課題 1
次の文章のうち、「50年代から活動を続け」で始まる段落を、主な事実を残して箇条書きに書き直してください。
課題 2
次の文章の「The Olympics /」から「Love You (1975)」までをすべて、一字一句変えずに書き写してください。

対象の文章
========
David T. Works Vol.55

まだまだまだ続くこのコーナー! Vol.55の10選をどうぞ。

The Olympics / Do The Bounce (1963)

50年代から活動を続け、のちに続くソウルグループのスタイルに大きな影響を及ぼしたともいわれるオリンピックスは、R&Bヴォーカルグループとしてドゥワップを主体としたダンスナンバーを数多く残した。若きDavid Tは当時活動していた自身のバンド、キンフォークスの面々とともに彼らライヴやレコーディングに参加。本作収録のシングルリリースもされた「The Bounce」で聴けるギターの音色に特徴的なフレーズや奏法はまだ影を潜めており、スタイル確立に向け進みつつある道中の貴重な一コマといった風貌。ここから四半世紀、茶目っ気たっぷりなジェントルマンの歩みは、多彩にそして確固たる個性に姿を整えながら続いていくのだ。

Barry White / Just Another Way To Say I Love You (1975)
========
保存データ
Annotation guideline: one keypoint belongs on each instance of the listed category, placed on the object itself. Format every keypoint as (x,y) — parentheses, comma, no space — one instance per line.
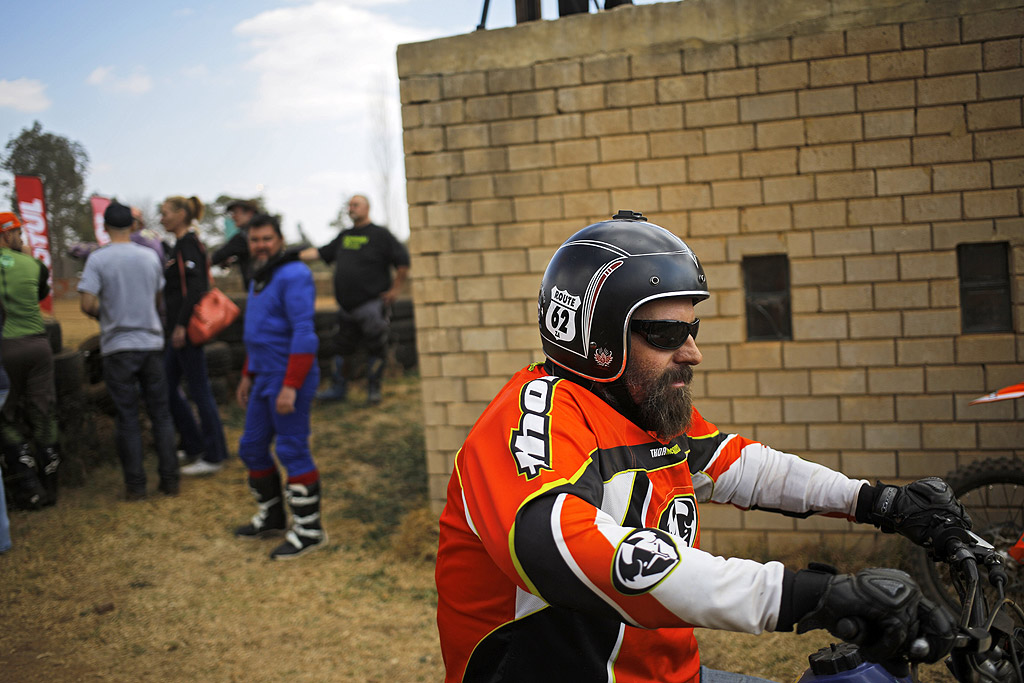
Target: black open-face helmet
========
最終回答 1
- オリンピックスは50年代から活動を続けたR&Bヴォーカルグループで、のちのソウルグループのスタイルに大きな影響を与えたともいわれる。
- ドゥワップを主体としたダンスナンバーを数多く残した。
- 若きDavid Tは、自身のバンドであるキンフォークスのメンバーとともに、彼らのライヴやレコーディングに参加した。
- 本作に収録され、シングルとしてもリリースされた「The Bounce」では、David Tのギターの特徴的な音色、フレーズ、奏法はまだ表に出ていない。
- この曲は、スタイル確立へ向かう途中の貴重な一コマといえる。
- ここから四半世紀にわたり、茶目っ気たっぷりなジェントルマンの歩みは、多彩で確固たる個性を形づくりながら続いていく。

最終回答 2
The Olympics / Do The Bounce (1963)

50年代から活動を続け、のちに続くソウルグループのスタイルに大きな影響を及ぼしたともいわれるオリンピックスは、R&Bヴォーカルグループとしてドゥワップを主体としたダンスナンバーを数多く残した。若きDavid Tは当時活動していた自身のバンド、キンフォークスの面々とともに彼らライヴやレコーディングに参加。本作収録のシングルリリースもされた「The Bounce」で聴けるギターの音色に特徴的なフレーズや奏法はまだ影を潜めており、スタイル確立に向け進みつつある道中の貴重な一コマといった風貌。ここから四半世紀、茶目っ気たっぷりなジェントルマンの歩みは、多彩にそして確固たる個性に姿を整えながら続いていくのだ。

Barry White / Just Another Way To Say I Love You (1975)